(Saved entries)
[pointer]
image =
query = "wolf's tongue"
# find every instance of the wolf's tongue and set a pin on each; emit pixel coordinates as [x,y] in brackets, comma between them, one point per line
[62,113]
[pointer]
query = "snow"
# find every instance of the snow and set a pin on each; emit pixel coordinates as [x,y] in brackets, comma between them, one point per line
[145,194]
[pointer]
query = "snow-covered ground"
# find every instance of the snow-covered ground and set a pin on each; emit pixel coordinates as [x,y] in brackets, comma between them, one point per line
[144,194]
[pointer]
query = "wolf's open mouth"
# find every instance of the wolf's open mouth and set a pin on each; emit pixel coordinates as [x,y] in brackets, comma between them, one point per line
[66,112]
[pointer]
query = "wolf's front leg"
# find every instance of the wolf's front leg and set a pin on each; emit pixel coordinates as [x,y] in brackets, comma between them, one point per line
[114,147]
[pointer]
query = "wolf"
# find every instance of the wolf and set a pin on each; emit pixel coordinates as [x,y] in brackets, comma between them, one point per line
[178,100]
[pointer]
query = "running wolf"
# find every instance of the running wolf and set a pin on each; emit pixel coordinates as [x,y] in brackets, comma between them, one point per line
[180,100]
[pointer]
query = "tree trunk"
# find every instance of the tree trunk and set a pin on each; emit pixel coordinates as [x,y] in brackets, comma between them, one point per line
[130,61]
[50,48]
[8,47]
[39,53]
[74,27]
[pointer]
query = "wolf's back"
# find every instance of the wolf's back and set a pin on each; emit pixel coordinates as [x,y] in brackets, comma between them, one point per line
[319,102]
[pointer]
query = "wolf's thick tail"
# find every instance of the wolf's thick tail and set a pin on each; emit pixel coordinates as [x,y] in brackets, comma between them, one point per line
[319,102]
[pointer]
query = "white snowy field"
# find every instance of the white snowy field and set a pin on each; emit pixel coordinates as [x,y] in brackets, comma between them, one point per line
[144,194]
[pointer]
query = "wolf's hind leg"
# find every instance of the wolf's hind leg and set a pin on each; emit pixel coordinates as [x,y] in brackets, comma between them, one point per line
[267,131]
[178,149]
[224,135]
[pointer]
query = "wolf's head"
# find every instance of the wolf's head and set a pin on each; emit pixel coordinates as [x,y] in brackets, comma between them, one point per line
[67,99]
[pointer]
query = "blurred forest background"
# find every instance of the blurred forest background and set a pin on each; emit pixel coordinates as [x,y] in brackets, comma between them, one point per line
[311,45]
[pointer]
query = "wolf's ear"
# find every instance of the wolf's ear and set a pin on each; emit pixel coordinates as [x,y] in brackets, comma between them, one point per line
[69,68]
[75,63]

## [TASK STATEMENT]
Each line of the data is to be transcribed exactly, with nothing left out.

## [REPLY TO THE TASK]
[pointer]
image =
query = "wolf's tongue"
# find every instance of the wolf's tongue and set a pin on each; emit pixel coordinates as [x,y] in brackets, comma between them, one point per line
[62,113]
[pointer]
query = "snow"
# find every instance of the snow and set a pin on each; emit pixel coordinates as [x,y] in brackets, comma between them, one point per line
[145,194]
[pointer]
query = "snow-covered ground"
# find every instance of the snow-covered ground and set a pin on each; emit pixel coordinates as [x,y] in brackets, comma between them, one point per line
[144,194]
[pointer]
query = "wolf's open mouth"
# find every instance of the wolf's open mouth and set a pin on each; emit pixel coordinates as [x,y] in brackets, comma between them, one point per line
[66,112]
[pointer]
query = "wolf's front leg"
# find every instance of the wolf's front leg and set a pin on each; emit pixel coordinates as [x,y] in brackets, comma between them, one point per line
[114,147]
[pointer]
query = "wolf"
# find every instance of the wolf and set a pin on each; emit pixel coordinates as [x,y] in brackets, comma between them, one point per line
[178,100]
[pointer]
query = "running wolf"
# find every instance of the running wolf and set a pin on each; emit pixel coordinates as [x,y] in brackets, comma between them, one point per line
[180,100]
[pointer]
query = "tree trunk"
# find every instance of the tree trunk and set a pin on each; emit pixel coordinates as [x,y] in brackets, comma between them, one point per line
[130,61]
[50,48]
[8,47]
[39,53]
[74,27]
[pointer]
query = "wolf's back"
# find every instance of the wolf's back and set a pin on each; emit pixel coordinates as [x,y] in brackets, comma between them, one point per line
[319,102]
[pointer]
query = "wolf's thick tail"
# find every instance of the wolf's thick tail and set a pin on each; emit pixel coordinates as [x,y] in brackets, comma between them, one point per line
[319,102]
[pointer]
query = "white snowy field"
# find every instance of the white snowy field and set a pin on each; emit pixel coordinates as [x,y] in brackets, comma between them, one point per line
[144,194]
[pointer]
query = "wolf's hind leg"
# find every instance of the wolf's hind leg and set a pin on each; emit pixel coordinates as [x,y] in brackets, comma between them, one point per line
[267,131]
[178,149]
[224,135]
[pointer]
query = "wolf's head"
# find every instance of the wolf's head and set a pin on each; emit pixel coordinates as [x,y] in brackets, comma between them, one point per line
[67,99]
[pointer]
query = "blurred forest background"
# find every instance of the blurred forest background and set a pin on each; emit pixel coordinates as [x,y] in brackets, comma between them, one point per line
[311,45]
[pointer]
query = "wolf's ear"
# find every instance of the wolf's ear and set a pin on each; emit pixel coordinates as [x,y] in brackets, comma between them, one point per line
[69,68]
[75,63]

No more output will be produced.